[THE RECORDS start]

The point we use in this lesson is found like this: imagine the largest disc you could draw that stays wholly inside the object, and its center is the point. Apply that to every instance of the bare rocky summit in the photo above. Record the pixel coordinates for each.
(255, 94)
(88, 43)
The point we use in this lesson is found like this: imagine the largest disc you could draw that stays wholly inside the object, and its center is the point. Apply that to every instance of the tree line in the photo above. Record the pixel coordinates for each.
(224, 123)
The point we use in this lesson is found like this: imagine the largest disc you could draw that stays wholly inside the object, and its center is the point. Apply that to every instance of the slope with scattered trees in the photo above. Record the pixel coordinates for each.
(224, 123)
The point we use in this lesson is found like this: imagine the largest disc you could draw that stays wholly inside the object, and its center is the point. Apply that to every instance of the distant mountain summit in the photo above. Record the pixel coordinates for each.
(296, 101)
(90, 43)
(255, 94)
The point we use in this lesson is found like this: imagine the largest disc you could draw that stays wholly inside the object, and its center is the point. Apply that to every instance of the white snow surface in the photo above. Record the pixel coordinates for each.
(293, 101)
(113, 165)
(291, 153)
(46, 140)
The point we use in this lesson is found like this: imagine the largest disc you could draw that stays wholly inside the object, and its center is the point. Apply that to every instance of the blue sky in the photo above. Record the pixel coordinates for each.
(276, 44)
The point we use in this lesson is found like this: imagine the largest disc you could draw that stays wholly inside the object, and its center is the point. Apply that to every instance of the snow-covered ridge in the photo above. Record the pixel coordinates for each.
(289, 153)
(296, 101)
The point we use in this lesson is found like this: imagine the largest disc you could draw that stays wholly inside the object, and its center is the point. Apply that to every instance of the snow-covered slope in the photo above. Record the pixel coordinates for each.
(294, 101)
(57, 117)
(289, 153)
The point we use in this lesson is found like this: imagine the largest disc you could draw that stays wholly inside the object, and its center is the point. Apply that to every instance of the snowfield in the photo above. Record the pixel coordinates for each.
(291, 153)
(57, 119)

[THE RECORDS end]

**YOUR GOAL:**
Copy out all of the records above, word for word and in their original order.

**SOLUTION TO THIS TASK:**
The point we use in this lesson is found like this: imagine the largest disc you could draw that stays wholly inside the object, and its center is the point. Apply that to every instance of the bare rocky summit in the photo above. Record the pixel coordinates for each.
(255, 94)
(88, 43)
The point we use in this lesson is found like this: imagine the largest disc you could draw that stays wholly inside the object, and its center is the point. Apply that to every instance of the tree line in the photo above. Record the pixel coordinates for each.
(224, 123)
The point we use in this lesson is found like this: imagine the largest disc you could draw that stays wholly inside the object, and its center is the point. Apply that to every instance of the slope with scattered trees in the photo above. Record the pixel coordinates for each.
(224, 123)
The point we use in this lesson is found like this: imagine the largest disc you could draw that stays wholly inside the object, and its center is the point. Apply that to every instance of the distant mountain summit in the photo above. Record the pixel coordinates for each.
(296, 101)
(90, 43)
(255, 94)
The point we use in this lesson is found like this: imagine the largest disc you could draw that stays wholly inside the object, and its center is the point. Apply that to every instance of the white snow surface in the photo above. Record the pixel coordinates for each.
(293, 101)
(113, 165)
(291, 153)
(46, 140)
The point we use in this lesson is found like this: imagine the largest disc you could draw that stays wholly inside the object, and its center is the point. Apply that to every instance of the blue sky in the photo above. Record the pixel coordinates for each.
(276, 44)
The point we use in this lesson is found like this: imagine the largest disc you could draw that stays wholly inside the object, and its center is the point. Apply that to every instance of the snow-covered ridge in the photo above. Record the pixel coordinates for each.
(289, 153)
(296, 101)
The point we use in this lesson is found like this: imagine the largest disc you could draw that stays wholly inside the object, and its center is the point. Apply that to every instance of the snow-covered slope in the photo above. Record the pixel coordinates for each.
(294, 101)
(57, 117)
(289, 153)
The point we use in this lesson is found like this: imagine the largest disc you could draw that stays wholly inside the object, and its center is the point. Apply that to every instance of the snowfield in the photo above. Record the pixel coordinates for each.
(291, 153)
(57, 119)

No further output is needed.